[Source data]
_ _ _ _
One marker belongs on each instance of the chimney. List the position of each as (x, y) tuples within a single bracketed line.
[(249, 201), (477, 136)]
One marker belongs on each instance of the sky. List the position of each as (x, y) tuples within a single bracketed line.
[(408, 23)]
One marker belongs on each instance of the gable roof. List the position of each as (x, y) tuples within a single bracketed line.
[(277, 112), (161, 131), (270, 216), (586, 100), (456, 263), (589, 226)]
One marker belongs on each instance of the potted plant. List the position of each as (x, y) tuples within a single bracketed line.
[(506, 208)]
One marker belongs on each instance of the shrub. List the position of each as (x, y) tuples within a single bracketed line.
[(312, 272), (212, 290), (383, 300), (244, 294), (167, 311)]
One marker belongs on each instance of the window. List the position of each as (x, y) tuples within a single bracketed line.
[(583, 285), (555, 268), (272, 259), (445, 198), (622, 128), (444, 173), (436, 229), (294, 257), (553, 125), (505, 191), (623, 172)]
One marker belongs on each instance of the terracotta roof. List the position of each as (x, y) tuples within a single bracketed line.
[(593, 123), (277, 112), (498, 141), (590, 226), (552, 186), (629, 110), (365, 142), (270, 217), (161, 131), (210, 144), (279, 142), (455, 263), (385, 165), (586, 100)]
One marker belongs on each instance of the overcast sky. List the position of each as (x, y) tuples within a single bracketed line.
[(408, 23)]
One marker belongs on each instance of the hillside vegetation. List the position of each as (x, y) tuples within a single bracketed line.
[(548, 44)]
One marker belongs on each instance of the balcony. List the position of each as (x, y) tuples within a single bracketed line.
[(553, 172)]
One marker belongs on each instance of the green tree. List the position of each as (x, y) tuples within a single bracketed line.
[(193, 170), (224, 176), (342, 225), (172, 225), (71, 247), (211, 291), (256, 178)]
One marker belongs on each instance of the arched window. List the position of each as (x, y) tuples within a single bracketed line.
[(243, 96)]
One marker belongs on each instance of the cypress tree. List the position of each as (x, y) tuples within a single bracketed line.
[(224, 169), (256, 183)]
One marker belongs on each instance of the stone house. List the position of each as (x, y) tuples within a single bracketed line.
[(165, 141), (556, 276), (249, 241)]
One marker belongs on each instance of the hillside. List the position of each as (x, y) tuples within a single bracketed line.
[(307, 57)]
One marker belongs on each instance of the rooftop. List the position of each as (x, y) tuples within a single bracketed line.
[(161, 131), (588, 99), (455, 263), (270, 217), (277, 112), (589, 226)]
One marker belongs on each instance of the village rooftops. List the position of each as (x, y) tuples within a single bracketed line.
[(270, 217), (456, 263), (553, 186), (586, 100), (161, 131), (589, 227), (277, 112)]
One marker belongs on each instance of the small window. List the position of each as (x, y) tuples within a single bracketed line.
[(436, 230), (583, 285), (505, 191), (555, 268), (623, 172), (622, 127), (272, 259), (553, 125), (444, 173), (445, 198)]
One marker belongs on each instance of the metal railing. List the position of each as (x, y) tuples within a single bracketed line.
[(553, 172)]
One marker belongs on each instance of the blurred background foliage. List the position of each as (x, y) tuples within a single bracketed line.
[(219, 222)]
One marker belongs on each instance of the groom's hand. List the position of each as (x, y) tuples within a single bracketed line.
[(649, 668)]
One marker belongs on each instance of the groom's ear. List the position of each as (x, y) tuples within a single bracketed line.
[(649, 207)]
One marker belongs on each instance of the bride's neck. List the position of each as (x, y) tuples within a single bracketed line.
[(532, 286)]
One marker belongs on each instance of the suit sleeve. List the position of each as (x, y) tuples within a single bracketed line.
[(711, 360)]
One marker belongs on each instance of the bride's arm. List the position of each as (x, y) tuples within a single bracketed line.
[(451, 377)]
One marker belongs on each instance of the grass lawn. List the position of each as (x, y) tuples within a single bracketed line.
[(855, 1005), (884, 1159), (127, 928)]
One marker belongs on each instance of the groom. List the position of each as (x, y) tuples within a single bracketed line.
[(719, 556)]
_ _ _ _
Print exactly the lines from the one with "One marker belongs on each instance of the bride's neck." through the end of the data, inclusive.

# Worked solution
One marker belongs on each instance of the bride's neck. List the position of each as (x, y) tuples within a single bracketed line.
[(532, 286)]
One marker belongs on each instance of the suit sleeve. List the position of each as (x, y) tuples within a single bracketed line.
[(711, 360)]
One marker belongs on each instance of the bride's arm. List the position of each as (x, y) tuples within a single bracketed line.
[(451, 377)]
One marker belongs on each instance of the grass lawn. List the position of each as (x, y) tuples within a single bracketed line.
[(855, 1005), (884, 1159), (127, 928)]
One marker belongs on each instance of the groom. List the position of each as (x, y) tuples within a single bracketed line.
[(719, 556)]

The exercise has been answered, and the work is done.